RECORDS FOR THIS EXERCISE:
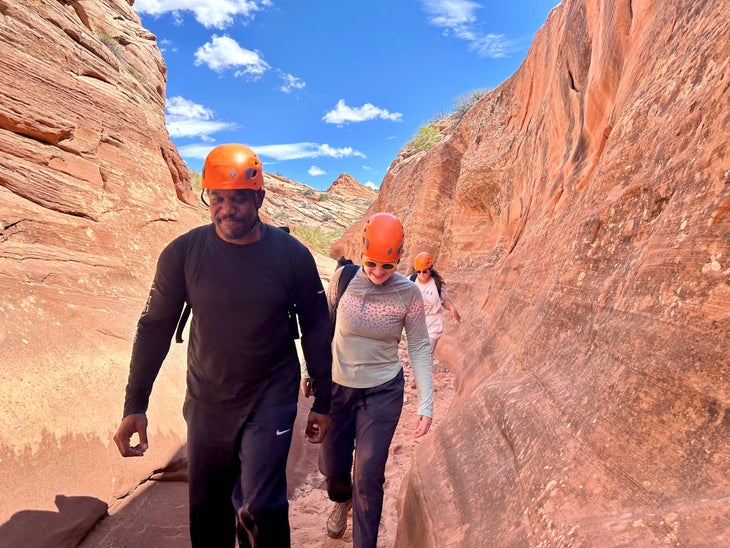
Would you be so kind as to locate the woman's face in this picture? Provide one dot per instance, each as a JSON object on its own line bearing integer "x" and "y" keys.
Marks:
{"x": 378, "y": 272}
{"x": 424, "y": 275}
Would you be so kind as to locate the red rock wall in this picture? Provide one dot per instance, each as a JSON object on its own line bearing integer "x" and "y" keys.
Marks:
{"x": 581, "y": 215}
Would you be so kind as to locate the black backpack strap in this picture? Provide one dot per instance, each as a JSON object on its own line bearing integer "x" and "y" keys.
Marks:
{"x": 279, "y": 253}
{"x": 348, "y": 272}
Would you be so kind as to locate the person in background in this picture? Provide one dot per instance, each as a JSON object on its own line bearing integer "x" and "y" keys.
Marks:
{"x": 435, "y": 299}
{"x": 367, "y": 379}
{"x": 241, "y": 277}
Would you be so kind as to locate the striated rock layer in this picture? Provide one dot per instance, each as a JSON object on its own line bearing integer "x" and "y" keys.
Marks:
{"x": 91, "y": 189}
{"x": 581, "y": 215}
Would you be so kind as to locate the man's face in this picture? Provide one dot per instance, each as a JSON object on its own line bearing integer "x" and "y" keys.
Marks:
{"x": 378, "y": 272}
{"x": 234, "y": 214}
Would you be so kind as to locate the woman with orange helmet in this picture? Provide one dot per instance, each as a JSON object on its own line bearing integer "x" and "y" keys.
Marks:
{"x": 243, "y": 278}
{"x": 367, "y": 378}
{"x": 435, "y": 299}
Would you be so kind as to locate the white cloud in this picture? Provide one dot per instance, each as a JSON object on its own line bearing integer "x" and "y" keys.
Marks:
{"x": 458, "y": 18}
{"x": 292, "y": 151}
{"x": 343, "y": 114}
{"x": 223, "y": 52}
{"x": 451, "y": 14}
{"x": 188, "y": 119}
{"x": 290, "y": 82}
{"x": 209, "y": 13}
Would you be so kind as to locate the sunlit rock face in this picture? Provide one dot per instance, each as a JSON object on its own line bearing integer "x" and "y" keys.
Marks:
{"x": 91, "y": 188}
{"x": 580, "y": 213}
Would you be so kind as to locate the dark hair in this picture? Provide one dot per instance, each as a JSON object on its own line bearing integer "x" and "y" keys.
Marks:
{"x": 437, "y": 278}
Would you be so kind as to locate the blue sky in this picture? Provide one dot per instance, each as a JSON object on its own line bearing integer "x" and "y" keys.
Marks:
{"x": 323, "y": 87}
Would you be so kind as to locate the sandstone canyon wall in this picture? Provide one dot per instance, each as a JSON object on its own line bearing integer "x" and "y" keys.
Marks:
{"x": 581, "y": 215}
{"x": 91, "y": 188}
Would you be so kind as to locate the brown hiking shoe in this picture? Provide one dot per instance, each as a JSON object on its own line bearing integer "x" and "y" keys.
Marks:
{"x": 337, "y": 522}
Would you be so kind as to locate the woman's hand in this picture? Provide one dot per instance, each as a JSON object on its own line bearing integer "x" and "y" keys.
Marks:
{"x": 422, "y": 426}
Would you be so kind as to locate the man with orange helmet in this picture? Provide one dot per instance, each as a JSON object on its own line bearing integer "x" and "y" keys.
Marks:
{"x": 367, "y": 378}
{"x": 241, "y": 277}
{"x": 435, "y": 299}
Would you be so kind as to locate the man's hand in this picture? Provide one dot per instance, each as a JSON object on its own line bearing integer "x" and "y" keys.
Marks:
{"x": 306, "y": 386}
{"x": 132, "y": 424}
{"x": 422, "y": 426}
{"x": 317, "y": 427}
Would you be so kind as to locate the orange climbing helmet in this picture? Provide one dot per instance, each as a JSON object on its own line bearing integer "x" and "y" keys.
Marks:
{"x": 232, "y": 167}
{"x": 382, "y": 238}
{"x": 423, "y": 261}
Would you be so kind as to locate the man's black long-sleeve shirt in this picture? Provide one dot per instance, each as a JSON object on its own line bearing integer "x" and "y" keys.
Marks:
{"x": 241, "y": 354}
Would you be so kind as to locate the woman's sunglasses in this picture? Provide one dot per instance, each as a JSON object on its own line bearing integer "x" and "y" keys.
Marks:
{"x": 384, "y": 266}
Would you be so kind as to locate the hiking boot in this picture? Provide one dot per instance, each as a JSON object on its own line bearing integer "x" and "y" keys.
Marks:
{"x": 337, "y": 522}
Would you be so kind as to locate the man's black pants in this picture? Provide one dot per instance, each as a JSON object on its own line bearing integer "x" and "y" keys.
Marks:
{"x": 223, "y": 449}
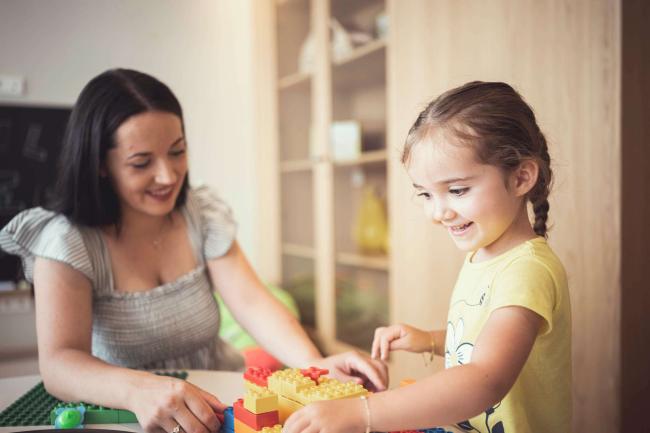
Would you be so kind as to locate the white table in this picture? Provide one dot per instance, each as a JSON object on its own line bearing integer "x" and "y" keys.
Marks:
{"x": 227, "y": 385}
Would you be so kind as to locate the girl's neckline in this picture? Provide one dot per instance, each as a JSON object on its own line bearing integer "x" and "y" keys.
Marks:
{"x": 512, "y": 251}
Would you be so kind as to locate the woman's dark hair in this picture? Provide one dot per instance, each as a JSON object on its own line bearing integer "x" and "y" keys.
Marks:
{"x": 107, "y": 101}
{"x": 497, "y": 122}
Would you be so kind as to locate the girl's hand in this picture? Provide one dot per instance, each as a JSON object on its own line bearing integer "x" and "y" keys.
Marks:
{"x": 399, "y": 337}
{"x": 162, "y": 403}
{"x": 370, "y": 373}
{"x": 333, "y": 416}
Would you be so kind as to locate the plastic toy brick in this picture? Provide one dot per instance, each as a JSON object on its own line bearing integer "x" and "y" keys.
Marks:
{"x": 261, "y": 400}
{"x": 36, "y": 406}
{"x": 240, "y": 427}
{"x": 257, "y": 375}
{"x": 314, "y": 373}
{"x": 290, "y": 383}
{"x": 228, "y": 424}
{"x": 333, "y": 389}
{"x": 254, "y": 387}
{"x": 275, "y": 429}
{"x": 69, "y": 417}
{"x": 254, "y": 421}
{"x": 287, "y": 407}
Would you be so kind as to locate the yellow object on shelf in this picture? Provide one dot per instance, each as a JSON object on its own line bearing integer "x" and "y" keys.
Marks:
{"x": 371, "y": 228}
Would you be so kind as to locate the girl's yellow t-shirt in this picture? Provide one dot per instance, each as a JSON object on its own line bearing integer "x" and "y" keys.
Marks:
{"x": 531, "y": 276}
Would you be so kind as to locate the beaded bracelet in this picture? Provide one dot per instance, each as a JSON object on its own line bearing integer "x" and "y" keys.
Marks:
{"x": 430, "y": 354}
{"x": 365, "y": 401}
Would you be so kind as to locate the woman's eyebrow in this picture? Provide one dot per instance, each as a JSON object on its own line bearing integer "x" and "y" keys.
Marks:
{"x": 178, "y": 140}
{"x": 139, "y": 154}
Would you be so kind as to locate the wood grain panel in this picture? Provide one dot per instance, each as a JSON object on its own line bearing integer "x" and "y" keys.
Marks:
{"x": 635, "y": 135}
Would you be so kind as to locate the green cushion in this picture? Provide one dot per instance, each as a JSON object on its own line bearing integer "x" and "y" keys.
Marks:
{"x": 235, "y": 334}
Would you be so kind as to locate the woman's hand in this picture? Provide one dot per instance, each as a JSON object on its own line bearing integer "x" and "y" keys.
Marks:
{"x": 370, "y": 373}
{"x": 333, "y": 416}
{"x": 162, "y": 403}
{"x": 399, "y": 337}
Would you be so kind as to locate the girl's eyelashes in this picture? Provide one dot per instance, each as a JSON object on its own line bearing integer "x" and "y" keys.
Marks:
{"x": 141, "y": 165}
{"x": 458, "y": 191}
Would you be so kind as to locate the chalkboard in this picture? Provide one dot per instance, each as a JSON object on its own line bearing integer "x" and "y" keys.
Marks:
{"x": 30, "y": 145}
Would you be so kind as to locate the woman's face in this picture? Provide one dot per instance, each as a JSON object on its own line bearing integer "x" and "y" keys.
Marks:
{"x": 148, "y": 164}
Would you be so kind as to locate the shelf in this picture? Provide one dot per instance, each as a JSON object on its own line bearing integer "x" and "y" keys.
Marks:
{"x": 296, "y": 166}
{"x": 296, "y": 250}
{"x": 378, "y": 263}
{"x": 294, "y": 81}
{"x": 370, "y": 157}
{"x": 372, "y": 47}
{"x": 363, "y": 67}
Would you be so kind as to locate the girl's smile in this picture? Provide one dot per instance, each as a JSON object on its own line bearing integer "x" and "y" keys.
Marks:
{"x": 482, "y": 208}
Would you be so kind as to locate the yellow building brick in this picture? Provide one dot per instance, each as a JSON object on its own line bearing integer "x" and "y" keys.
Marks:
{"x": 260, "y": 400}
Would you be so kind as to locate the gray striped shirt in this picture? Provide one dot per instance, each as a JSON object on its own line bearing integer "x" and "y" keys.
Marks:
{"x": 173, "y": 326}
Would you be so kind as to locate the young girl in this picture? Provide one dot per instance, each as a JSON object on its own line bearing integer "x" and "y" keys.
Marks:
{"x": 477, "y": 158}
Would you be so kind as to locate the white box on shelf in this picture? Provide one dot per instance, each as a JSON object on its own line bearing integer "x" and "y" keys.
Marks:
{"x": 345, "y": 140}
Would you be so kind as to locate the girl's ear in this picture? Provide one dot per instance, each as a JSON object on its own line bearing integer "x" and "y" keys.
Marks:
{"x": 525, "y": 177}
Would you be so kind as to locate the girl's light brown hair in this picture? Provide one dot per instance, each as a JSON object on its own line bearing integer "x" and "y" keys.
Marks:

REQUIREMENT: Find the line that contains "Would you be so kind as to locate the young". Repeat it and every line after it, exactly as written, up to and including the last line of the records above.

TASK SOLUTION:
Would you be so kind as to locate the young girl in this picture? Provide one dot per instance, each as a JSON object on its own line bearing integer "x" and "y" keys.
Marks:
{"x": 477, "y": 158}
Would you be so kind as to locate the white box on shelf in this picture? Provide one dot per instance, each as a JSON object on its own line bearing integer "x" and "y" keys.
Marks:
{"x": 345, "y": 140}
Would you be so kind as to locate the girl's ear in this picture? Provide one dot per instance, each as a JSON object on its own line bearing integer "x" and "y" keys.
Marks:
{"x": 525, "y": 177}
Would you be so kind as to locate the girl's light brown hair in this picture? Provide one dot per instance, each as a JSON object on its own line bearing integer "x" and "y" keys.
Marks:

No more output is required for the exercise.